--- begin Stored records ---
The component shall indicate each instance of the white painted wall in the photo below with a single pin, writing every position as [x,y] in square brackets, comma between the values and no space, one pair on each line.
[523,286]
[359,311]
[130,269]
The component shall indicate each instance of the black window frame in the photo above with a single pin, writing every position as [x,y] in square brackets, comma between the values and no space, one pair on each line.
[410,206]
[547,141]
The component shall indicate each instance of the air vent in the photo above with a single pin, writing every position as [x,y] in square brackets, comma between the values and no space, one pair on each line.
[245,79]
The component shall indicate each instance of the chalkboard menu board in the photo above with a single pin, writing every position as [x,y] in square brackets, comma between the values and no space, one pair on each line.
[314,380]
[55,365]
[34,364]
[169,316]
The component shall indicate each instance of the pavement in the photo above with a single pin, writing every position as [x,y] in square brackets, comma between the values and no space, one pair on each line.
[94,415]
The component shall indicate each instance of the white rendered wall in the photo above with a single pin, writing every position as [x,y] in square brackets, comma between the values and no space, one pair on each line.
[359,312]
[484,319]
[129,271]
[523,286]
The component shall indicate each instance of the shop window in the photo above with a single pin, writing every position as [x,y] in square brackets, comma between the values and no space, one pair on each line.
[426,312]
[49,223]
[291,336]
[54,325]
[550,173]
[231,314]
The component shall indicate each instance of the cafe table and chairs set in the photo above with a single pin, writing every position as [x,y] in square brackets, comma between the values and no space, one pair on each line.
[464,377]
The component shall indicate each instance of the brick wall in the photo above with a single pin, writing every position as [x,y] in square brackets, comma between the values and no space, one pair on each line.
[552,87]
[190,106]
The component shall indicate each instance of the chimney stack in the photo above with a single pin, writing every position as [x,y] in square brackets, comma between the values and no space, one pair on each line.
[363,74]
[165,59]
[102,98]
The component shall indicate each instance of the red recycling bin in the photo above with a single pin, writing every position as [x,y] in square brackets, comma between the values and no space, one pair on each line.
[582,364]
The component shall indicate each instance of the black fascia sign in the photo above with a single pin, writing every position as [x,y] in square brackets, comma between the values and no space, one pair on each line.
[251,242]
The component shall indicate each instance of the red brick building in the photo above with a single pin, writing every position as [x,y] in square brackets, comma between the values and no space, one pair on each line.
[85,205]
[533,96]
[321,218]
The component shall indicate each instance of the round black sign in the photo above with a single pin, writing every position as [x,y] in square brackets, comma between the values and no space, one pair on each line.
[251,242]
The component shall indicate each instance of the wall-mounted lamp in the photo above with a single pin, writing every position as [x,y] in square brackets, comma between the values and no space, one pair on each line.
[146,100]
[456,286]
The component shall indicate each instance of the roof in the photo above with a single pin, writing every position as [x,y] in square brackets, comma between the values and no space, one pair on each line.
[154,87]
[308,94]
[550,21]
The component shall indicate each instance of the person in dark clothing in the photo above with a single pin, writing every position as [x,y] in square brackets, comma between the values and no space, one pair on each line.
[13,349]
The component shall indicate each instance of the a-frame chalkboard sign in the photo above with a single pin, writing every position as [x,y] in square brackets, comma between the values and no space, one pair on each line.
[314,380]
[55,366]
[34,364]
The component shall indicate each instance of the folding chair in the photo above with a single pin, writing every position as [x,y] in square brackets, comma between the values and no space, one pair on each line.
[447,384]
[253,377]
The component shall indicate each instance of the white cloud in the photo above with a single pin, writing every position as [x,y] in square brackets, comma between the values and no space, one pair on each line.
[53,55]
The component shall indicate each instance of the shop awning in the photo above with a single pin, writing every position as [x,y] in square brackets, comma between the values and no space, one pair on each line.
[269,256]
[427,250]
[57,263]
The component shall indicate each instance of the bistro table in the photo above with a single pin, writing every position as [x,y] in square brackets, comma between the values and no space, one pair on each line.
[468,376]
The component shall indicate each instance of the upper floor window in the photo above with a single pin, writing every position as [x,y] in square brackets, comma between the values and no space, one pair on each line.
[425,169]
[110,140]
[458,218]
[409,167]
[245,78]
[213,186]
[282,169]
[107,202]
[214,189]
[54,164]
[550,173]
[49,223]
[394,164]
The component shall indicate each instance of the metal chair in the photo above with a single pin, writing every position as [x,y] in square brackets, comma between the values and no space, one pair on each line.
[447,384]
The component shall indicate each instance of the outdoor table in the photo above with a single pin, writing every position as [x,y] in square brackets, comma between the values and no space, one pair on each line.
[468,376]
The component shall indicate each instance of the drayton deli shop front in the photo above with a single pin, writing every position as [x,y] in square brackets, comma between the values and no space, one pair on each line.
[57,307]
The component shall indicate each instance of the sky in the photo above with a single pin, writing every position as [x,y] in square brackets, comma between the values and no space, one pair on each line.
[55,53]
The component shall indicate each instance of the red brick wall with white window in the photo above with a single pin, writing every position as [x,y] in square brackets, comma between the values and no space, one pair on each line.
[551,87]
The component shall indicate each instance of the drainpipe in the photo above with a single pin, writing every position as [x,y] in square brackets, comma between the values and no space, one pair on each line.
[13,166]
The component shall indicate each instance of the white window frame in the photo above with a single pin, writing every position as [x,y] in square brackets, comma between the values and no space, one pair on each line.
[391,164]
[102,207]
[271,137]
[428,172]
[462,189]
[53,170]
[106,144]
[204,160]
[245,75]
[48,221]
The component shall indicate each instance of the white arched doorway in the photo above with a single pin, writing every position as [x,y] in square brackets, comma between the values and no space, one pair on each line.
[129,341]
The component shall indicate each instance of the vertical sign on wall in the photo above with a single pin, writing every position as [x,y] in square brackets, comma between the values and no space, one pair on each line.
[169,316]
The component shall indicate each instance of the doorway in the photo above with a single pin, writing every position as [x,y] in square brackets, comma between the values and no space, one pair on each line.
--- end Stored records ---
Print all of the records above again word for word, in their original order and without changing anything.

• _Problem solution_
The component shall indicate each instance of the white painted wall in the photo below with a single pin, writing every position as [x,y] in square brackets, comma between the values and no space, one pair on each line.
[523,286]
[359,311]
[130,269]
The component shall indicate each instance of the black window frame in the photo above with a single pin, writing every position as [x,y] in square brackets, comma between the values and no space, one pair on each line.
[410,206]
[547,141]
The component shall indicate each instance of the air vent in the photo above with a single pin, writing every position as [x,y] in square brackets, comma between the values and no space, one pair on each line.
[245,79]
The component shall indicate each instance of the chalkboard menu board in the photo above with a single pin, writing every position as [x,y] in square brackets, comma between the values and no space, one pair on each line.
[314,380]
[55,365]
[34,364]
[169,316]
The component shall indicate each instance of the pavement in the photo above with a single pin, writing every position as [x,y] in square brackets, comma between the values and no space, one pair on each line.
[94,415]
The component shall indicate each instance of the white rendered wall in the photo above with a single pin, writing every position as [x,y] in square brackets, comma between the values and no space, one pair on each line.
[359,312]
[484,319]
[129,271]
[523,286]
The component shall indicate each instance of the shop window in the photo above with a single pin, writing every position as [x,y] in square brackets, comma between the values and no space, one pair on each line.
[426,312]
[49,223]
[291,336]
[54,325]
[550,173]
[231,314]
The component shall indicate each instance of the cafe table and chairs set in the photo above with a single pin, writing every position as [x,y] in square brackets, comma between the values and no space, one pair on each line.
[464,377]
The component shall indicate each instance of the brick wall in the photo above with a single pin, writing every position as [x,y] in square brackets, comma between the values and no space, one pair on each line.
[552,87]
[190,106]
The component shall indicate each instance of the chimney stack in the photo above with a single pin, writing every position as [x,y] in square brackets, comma between the values and no space, one pair on each line.
[363,74]
[165,59]
[102,98]
The component shall indicate each instance of the red recycling bin in the photo above with a single pin, writing every position as [x,y] in square brackets, comma between the values and no space, one pair on each line.
[582,364]
The component shall indicate each instance of the black fascia sign in the photo above with a single pin, writing every position as [x,y] in square brackets, comma between the values and no space, one pair on each line.
[251,242]
The component shall indicate each instance of the red brick building in the photo above with a single pin, writing every position as [x,y] in square brackets, comma between the values and no space, one pair on each line.
[85,205]
[533,96]
[321,218]
The component shall indicate each instance of the round black sign in the photo above with a single pin, writing every position as [x,y] in square brackets, comma between the values and no space, one pair on each line.
[251,242]
The component shall indicate each instance of the wall-mounted lamp in the photo above with a single pin, writing every position as [x,y] in square brackets, comma between the values and no space, one pair on each line.
[146,100]
[456,286]
The component shall indicate each instance of the roof in the photo above with a single pin, writing every position as [x,y] in square brackets, comma between the values and no space, one pair on each line.
[154,87]
[308,94]
[550,21]
The component shall indicate each instance of the person in dark clothing in the photo above with a single pin, writing every position as [x,y] in square brackets, comma between the values and no space, one pair on each line.
[13,349]
The component shall indicate each instance of the a-frame chalkboard sign in the photo above with a single pin, writing every position as [x,y] in square brackets, comma between the values and no space, one pair on each line.
[314,380]
[55,366]
[34,364]
The component shall indicate each instance of the folding chair in the photo above with a single pin, writing every position as [x,y] in square brackets, comma between the values and no space, one pair on each line.
[447,384]
[253,377]
The component shall indicate each instance of the white cloud in the photo above with a single pin, writing every position as [x,y] in square brackets, comma between the values and no space, one pair on each line.
[53,55]
The component shall indicate each instance of the shop awning in the photo above with a single pin, writing every position as [x,y] in square brackets, comma between the values and no space, one pair on each line.
[269,256]
[427,250]
[57,263]
The component shall indicate each instance of the bistro table in the photo above with a single pin, writing every position as [x,y] in square brackets, comma between the values and no space, one pair on each line.
[468,376]
The component shall indicate each instance of the upper floor window in the photo above with a single pin, writing every position as [x,y] in square brackets, comma between the values and no space, one pair on each line.
[425,169]
[110,140]
[458,218]
[409,167]
[245,78]
[213,186]
[282,169]
[107,202]
[214,189]
[54,164]
[550,173]
[49,223]
[394,164]
The component shall indicate each instance of the metal chair in the photo above with a single pin, writing every position as [x,y] in square brackets, comma between the values and no space, one pair on each line.
[447,384]
The component shall indicate each instance of the outdoor table in the photo above with a single pin, writing every position as [x,y] in square brackets, comma between the values and no space, one pair on each line.
[468,376]
The component shall indicate each instance of the drayton deli shop front in the photo above with a single pin, writing every position as [x,y] in square brackets, comma between the values and no space, one pair on each line.
[57,307]
The component shall indicate each instance of the sky in the photo above with a single pin, writing every position as [x,y] in square brackets, comma between the values and no space, one pair on each line.
[55,53]
The component shall indicate each instance of the red brick wall with white window in the photo above with a single pin, writing every position as [x,y] in square brackets, comma between the values and no space, one pair on each line.
[551,87]
The component shall indicate each instance of the drainpipe in the photo above with a single pin, writing every position as [x,y] in square brackets, comma between the values and no space, one pair on each line.
[13,166]
The component shall indicate each instance of the white window frame in the photo above with a single pin, writing every position as [x,y] in square brackets, comma between the values and no space, one pair on each line.
[391,164]
[102,207]
[271,137]
[428,172]
[462,189]
[53,170]
[106,144]
[204,160]
[245,75]
[48,221]
The component shall indicate each instance of the white arched doorway in the photo above with a single pin, writing every position as [x,y] in square brackets, comma between the values and no space, one pair on each line.
[129,341]
The component shall indicate each instance of the vertical sign on wall in the photo above with a single pin, writing every position as [x,y] in square brackets, comma between the values and no space, one pair on each line.
[169,316]
The component shall indicate each instance of the doorway in the photo above with a single pin, writing every position as [x,y] in square brackets, comma between the values and no space, one pair on each line.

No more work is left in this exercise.